* _The problem_
Locate the line that contains "Target: white wooden dining chair" in the entries below. Retype it and all following lines through the final one, character for character.

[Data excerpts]
------

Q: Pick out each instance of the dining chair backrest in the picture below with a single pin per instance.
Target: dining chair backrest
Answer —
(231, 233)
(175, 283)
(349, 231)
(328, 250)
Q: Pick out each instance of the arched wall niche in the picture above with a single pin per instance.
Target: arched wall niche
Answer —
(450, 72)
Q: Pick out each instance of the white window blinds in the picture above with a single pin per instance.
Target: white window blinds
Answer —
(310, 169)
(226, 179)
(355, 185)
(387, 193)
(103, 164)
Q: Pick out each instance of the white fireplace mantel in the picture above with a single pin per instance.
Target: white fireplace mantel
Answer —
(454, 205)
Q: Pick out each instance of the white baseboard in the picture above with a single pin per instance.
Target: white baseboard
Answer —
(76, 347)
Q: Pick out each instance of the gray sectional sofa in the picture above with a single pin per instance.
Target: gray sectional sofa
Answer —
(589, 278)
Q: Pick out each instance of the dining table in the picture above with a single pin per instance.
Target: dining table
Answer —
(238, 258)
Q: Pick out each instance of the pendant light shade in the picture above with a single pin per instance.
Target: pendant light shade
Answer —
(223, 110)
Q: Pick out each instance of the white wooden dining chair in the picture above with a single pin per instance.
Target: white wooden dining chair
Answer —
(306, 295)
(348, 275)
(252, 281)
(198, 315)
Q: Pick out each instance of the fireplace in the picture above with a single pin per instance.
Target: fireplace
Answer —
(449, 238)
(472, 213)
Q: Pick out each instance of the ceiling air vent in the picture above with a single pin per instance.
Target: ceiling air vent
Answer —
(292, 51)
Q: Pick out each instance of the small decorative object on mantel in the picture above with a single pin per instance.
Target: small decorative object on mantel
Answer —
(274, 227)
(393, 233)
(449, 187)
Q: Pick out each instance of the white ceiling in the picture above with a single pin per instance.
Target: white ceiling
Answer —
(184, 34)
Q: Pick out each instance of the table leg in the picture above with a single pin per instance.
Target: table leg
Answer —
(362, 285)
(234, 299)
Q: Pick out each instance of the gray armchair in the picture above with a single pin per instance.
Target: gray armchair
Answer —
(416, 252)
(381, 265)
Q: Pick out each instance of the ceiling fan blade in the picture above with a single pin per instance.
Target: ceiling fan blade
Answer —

------

* _Result of the exercise_
Target: white wooden dining chair
Answer —
(306, 295)
(348, 275)
(252, 281)
(198, 315)
Q: Pick out each instance of the fireplace in the picture above with a single pin per instance.
Target: fireplace
Answer —
(449, 238)
(472, 213)
Q: Pick out each instance of the ceiling air vent in the picture above with a single pin per instance.
Target: ceiling air vent
Answer —
(292, 51)
Q: Pick out each instance of the small decorative object on mantel in the picture above with a single pin per instance.
Target: small decorative object on mantel
Answer —
(274, 227)
(393, 233)
(449, 187)
Q: Pick out each instance of the white ceiling in the picture above with a single pin per instance.
Target: white ceiling
Answer —
(184, 34)
Q: Pick out each instance of the table leg in the picture above with a single pin per instance.
Target: table leg
Answer —
(362, 285)
(234, 299)
Q: Pick out each instance of the gray armchair in the picture above with a single pin per instance.
Target: gray armchair
Answer —
(416, 252)
(381, 265)
Q: Pick out each instance of the ceiling fan blade in the picture above with a single pin per instance.
Target: ceiling fan blade
Answer —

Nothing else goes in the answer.